GIVEN INSTRUCTION:
Reproduce all of the records below, substituting "bounding box" for every occurrence of "bounding rectangle" and leaving everything else unchanged. Omit the pictures from your answer.

RECORDS FOR THE TASK:
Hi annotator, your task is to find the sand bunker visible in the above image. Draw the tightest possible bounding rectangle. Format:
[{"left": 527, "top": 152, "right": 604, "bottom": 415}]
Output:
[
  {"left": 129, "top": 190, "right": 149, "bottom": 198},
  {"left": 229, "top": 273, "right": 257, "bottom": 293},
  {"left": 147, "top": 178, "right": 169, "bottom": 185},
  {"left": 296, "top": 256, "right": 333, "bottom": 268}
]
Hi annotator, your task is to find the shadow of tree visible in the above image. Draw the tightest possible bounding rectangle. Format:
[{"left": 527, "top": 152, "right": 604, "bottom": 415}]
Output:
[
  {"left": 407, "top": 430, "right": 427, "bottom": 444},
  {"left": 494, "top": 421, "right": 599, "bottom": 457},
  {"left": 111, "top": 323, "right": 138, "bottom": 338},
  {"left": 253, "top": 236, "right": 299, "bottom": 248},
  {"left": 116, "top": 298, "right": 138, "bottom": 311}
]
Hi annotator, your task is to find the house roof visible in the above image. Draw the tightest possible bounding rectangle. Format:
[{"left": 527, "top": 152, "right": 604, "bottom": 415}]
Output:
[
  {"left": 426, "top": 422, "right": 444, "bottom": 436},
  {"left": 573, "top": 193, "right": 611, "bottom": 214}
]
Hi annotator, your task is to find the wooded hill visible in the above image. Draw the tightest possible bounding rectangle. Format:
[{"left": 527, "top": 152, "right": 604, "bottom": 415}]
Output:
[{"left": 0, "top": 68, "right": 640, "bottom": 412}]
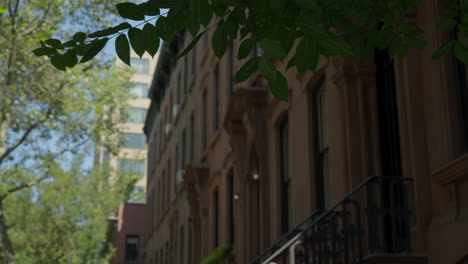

FULL ANSWER:
Hi annotator, your task is to find the sand bunker visible in the above image. Draw the tightest possible bounding box. Format:
[{"left": 527, "top": 152, "right": 604, "bottom": 415}]
Output:
[
  {"left": 129, "top": 190, "right": 149, "bottom": 198},
  {"left": 229, "top": 273, "right": 257, "bottom": 293},
  {"left": 147, "top": 178, "right": 169, "bottom": 185},
  {"left": 296, "top": 256, "right": 333, "bottom": 268}
]
Hi annotator, your task is to find the shadow of tree visible in the above image. Draw the tightest possible bounding box. Format:
[{"left": 527, "top": 152, "right": 604, "bottom": 415}]
Output:
[
  {"left": 407, "top": 430, "right": 427, "bottom": 444},
  {"left": 494, "top": 421, "right": 599, "bottom": 457},
  {"left": 111, "top": 323, "right": 138, "bottom": 338},
  {"left": 253, "top": 236, "right": 299, "bottom": 248},
  {"left": 116, "top": 298, "right": 138, "bottom": 311}
]
Hi annotator, your task is to find the house roof visible in the above image. Draw the tightest possible bounding box. Format:
[{"left": 527, "top": 152, "right": 604, "bottom": 415}]
Output:
[
  {"left": 426, "top": 422, "right": 444, "bottom": 436},
  {"left": 573, "top": 193, "right": 611, "bottom": 214}
]
Hi annotator, your task is to find the wooded hill visible in the above image. Draw the tightest possible bounding box. Format:
[{"left": 527, "top": 152, "right": 604, "bottom": 415}]
Output:
[{"left": 0, "top": 68, "right": 640, "bottom": 412}]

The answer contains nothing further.